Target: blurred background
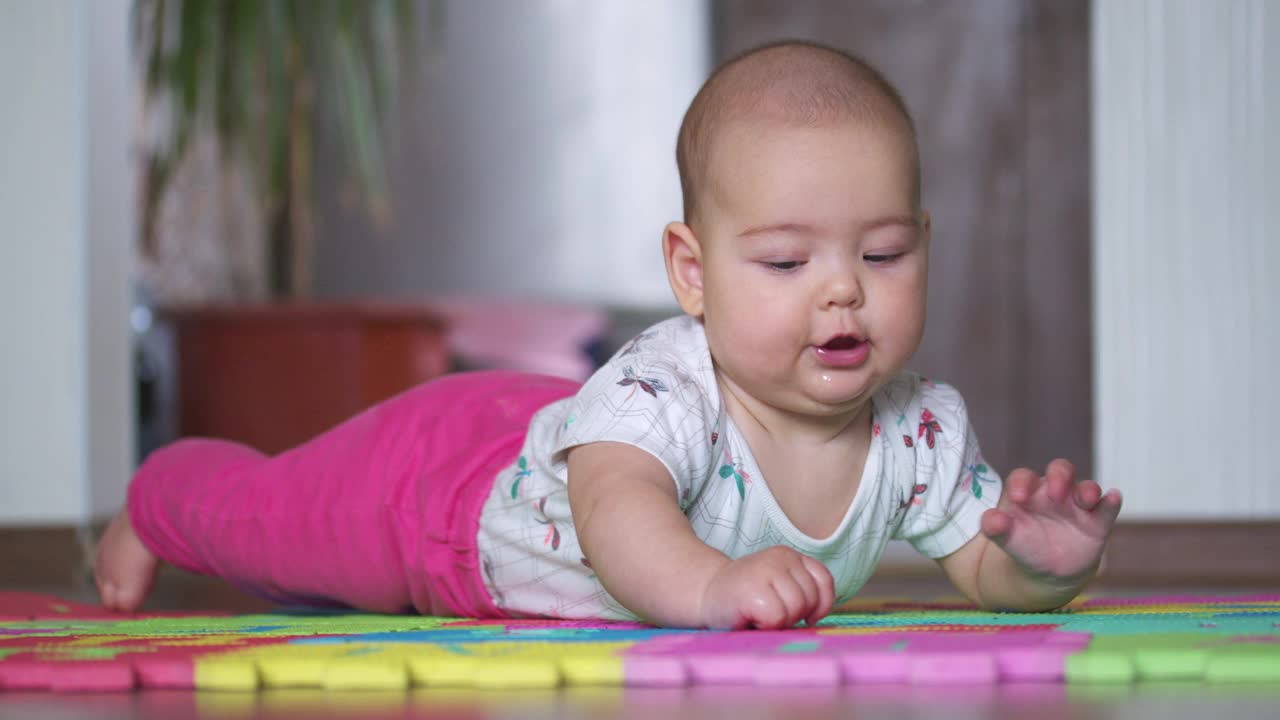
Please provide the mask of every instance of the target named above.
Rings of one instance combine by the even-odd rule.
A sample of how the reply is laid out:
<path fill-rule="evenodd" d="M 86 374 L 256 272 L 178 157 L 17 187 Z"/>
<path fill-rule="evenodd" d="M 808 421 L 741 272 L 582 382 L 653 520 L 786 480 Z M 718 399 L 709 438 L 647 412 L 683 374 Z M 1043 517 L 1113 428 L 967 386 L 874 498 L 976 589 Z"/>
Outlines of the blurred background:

**Task directions**.
For every record above, repeat the text exactly and omit any picture.

**Exercise response**.
Target: blurred background
Please provide the mask of every instance of the target named above.
Rings of one instance combine by the even-odd rule.
A sample of how the reply is laid out:
<path fill-rule="evenodd" d="M 86 374 L 256 272 L 178 157 L 17 187 Z"/>
<path fill-rule="evenodd" d="M 808 421 L 741 272 L 582 382 L 653 520 L 786 480 Z M 718 399 L 709 438 L 647 412 L 683 374 Z M 1043 517 L 1113 428 L 967 386 L 874 498 L 976 589 Z"/>
Outlines of the blurred background:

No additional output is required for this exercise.